Как вспоминает Анненков: «В последний раз я был у него за несколько дней до его смерти. Замятин принял меня, лежа на диване и, конечно, с улыбкой на усталом лице» [Анненков 1991, 1: 278]. Слоним тоже навещал его: «Замятин исхудал, стал почти прозрачным; он говорил с трудом, и единственное, что доставляло ему радость, была музыка, особенно Мусоргский, которым он всегда восхищался как величайшим проявлением русского гения. В день своей смерти он слушал “Бориса Годунова”…» [Slonim 1959: xxv]. Замятина нашли мертвым рано утром 10 марта 1937 года. Цветаева рассказывала жене Бунина, что они должны были встретиться у общего приятеля 11-го, «и он сказал: – Если буду здоров…»[600]
Даманская пишет о том, что все были очень удивлены этой смертью, потому что мало кто знал, что он болен, а уж тем более серьезно: когда Замятин периодически появлялся на парижских встречах русских писателей, он всегда выглядел безукоризненно:Е. И. Замятин, по мнению врачей, умер от осложнившейся в последние дни гриппом грудной жабы. <…> Утром 10-го марта предполагалось перевезти его в клинику, где он должен был подвергнуться операции переливания крови. В успешный результат этой операции он твердо верил. Но до этого утра ему дожить не суждено было. Он скончался между 4-мя и 6-ю часами утра, не просыпаясь, от паралича сердца, по мнению одних, от кровоизлияния в мозг, по мнению других врачей. Трудно было освоиться с мыслью, глядя на четкое, с закрытыми глазами лицо, на котором застыла его тонкая, чуть-чуть насмешливая улыбка, что это лицо мертвого уже Евгения Ивановича[601]
.Похороны состоялись в пятницу 12 марта, а перед этим в доме Замятиных собрались друзья писателя. Вспоминает Анненков:
В день похорон я поднялся на этаж замятинской квартиры в доме № 14 на улице Раффе, но войти в квартиру у меня не хватило мужества. Я остался на площадке лестницы перед открытой дверью. Через несколько минут из квартиры вышел заплаканный Мстислав Добужинский и прислонился к стене рядом со мной. Он сказал мне, что лицо Замятина сохраняло улыбку.

::::::

▸ **КРАТКОЕ ЗАДАНИЕ**
Объясните по отрывку о смерти Замятина, почему, согласно Даманской, эта смерть всех очень удивила.

▸ **ЗАПИСИ ДАННЫХ**
::::::

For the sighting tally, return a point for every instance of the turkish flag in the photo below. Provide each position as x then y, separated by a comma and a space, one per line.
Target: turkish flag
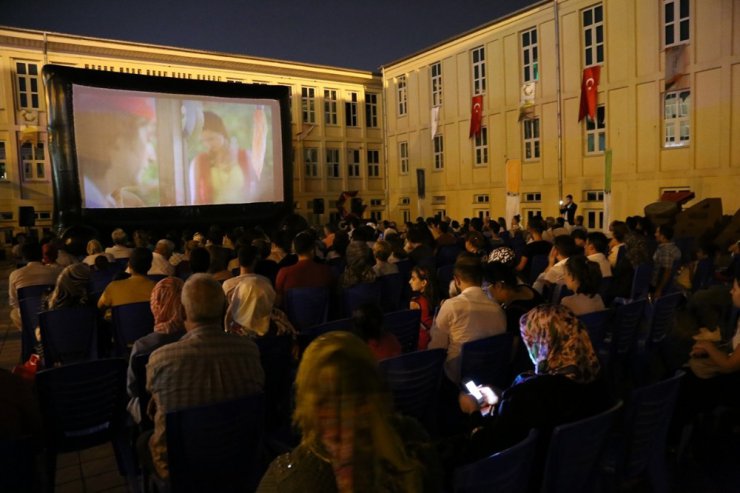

::::::

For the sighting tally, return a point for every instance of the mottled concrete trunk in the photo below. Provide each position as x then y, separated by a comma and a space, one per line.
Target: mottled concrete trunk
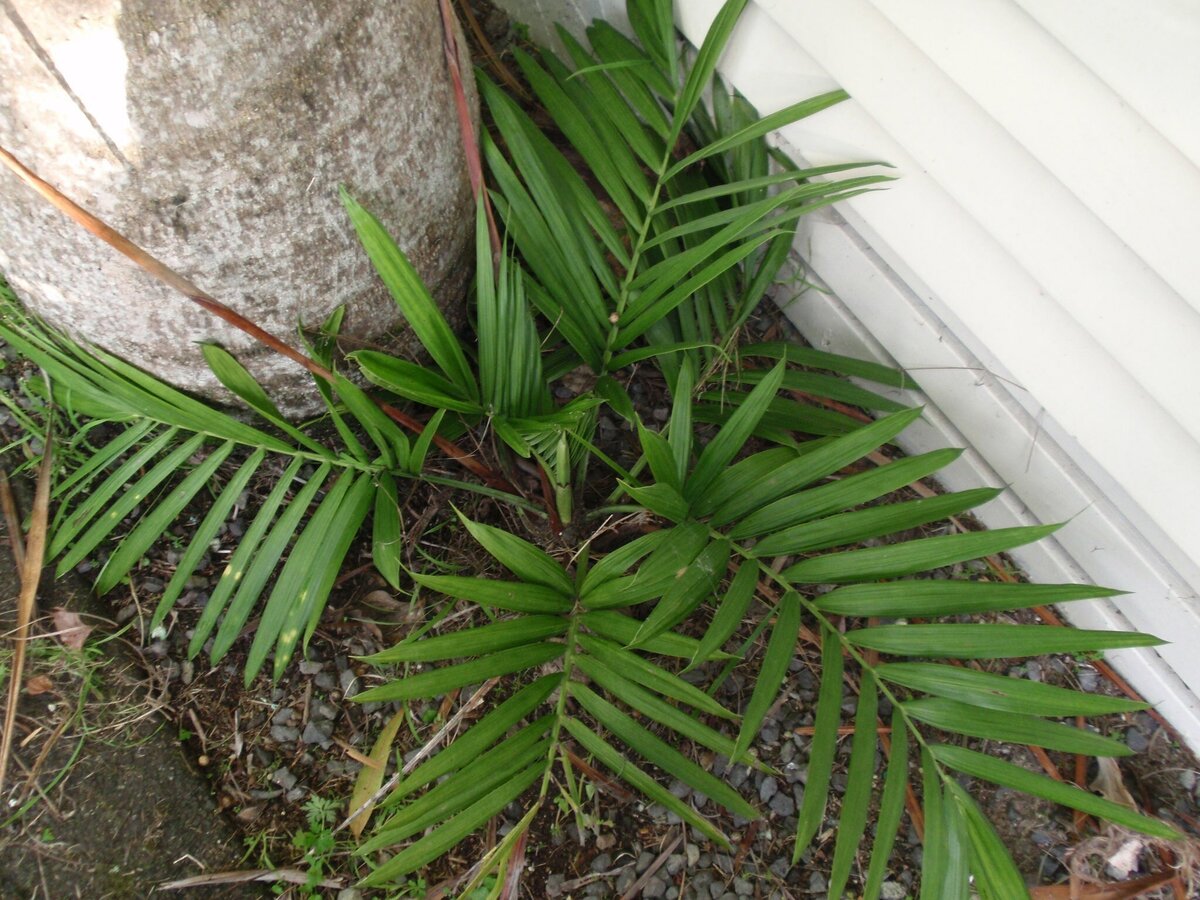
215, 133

::::::

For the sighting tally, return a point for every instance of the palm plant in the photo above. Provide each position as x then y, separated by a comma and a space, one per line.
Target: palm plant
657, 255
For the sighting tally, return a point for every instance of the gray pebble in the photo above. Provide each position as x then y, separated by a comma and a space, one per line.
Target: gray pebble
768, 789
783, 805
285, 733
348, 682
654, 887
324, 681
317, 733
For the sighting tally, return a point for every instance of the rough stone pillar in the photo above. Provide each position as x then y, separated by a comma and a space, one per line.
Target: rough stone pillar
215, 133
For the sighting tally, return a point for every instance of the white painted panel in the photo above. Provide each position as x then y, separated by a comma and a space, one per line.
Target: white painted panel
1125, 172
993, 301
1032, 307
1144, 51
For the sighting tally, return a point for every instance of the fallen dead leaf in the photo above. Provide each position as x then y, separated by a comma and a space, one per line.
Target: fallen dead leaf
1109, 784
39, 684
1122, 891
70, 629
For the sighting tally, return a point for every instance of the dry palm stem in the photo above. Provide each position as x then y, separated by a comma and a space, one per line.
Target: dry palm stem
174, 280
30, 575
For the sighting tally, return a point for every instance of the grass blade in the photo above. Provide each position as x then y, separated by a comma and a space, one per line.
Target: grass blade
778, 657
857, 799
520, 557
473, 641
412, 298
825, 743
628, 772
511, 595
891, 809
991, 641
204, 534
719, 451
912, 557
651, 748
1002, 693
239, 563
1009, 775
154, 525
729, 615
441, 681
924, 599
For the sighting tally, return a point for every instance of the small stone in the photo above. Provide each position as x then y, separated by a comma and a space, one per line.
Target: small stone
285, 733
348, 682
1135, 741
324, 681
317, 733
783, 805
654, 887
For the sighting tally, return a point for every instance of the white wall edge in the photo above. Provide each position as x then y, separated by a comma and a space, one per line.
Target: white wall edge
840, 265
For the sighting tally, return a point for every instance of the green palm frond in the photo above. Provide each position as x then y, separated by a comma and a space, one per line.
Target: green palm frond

::::::

▸ **ИТОГ УПРАЖНЕНИЯ**
По словам Даманской, мало кто знал, что Замятин болен, а тем более серьезно. Когда он время от времени появлялся на парижских встречах русских писателей, он всегда выглядел безукоризненно.